From the listing below, select every line where the word "door" appears.
^^^^^^^^^^^^^^^^
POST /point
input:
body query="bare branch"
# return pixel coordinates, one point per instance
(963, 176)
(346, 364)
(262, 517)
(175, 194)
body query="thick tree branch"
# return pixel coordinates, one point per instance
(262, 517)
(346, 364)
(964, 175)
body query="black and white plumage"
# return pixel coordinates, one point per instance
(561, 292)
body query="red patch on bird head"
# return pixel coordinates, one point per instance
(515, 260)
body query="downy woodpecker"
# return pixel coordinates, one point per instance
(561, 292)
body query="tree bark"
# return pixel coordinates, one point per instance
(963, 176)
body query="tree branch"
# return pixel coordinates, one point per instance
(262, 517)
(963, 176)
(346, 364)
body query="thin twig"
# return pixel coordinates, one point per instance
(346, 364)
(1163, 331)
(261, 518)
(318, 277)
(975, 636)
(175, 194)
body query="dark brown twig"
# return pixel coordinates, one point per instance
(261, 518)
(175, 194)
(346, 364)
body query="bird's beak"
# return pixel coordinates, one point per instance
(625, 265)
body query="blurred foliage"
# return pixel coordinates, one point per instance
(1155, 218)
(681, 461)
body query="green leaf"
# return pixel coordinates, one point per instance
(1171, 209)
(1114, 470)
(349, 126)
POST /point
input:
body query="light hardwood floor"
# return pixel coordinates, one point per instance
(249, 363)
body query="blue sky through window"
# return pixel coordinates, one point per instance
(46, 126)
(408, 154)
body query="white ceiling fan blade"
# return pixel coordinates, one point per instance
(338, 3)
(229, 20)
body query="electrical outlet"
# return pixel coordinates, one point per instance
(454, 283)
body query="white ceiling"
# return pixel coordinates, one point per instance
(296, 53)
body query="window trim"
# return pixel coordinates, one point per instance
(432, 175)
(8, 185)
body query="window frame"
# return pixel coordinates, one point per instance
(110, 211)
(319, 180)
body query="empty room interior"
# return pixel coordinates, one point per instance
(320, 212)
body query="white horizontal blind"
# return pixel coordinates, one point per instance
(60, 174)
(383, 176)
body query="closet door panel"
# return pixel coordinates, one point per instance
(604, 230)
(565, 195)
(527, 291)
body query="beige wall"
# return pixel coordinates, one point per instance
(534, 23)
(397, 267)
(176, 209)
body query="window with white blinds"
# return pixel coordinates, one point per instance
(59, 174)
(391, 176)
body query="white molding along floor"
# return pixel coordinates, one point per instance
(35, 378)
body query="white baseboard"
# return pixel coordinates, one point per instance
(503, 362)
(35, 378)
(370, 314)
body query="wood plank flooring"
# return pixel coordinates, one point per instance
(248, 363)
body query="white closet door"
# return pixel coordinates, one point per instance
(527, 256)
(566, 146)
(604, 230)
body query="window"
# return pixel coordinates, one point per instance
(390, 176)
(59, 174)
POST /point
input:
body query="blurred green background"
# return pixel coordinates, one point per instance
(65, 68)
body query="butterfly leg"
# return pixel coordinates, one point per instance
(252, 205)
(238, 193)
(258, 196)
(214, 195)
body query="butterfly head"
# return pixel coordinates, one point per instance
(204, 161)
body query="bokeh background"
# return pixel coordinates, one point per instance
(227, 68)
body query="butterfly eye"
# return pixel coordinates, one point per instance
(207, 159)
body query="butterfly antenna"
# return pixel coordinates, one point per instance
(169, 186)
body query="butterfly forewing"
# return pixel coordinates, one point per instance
^^^^^^^^^^^^^^^^
__Answer area__:
body query="closet door panel"
body query="white closet door"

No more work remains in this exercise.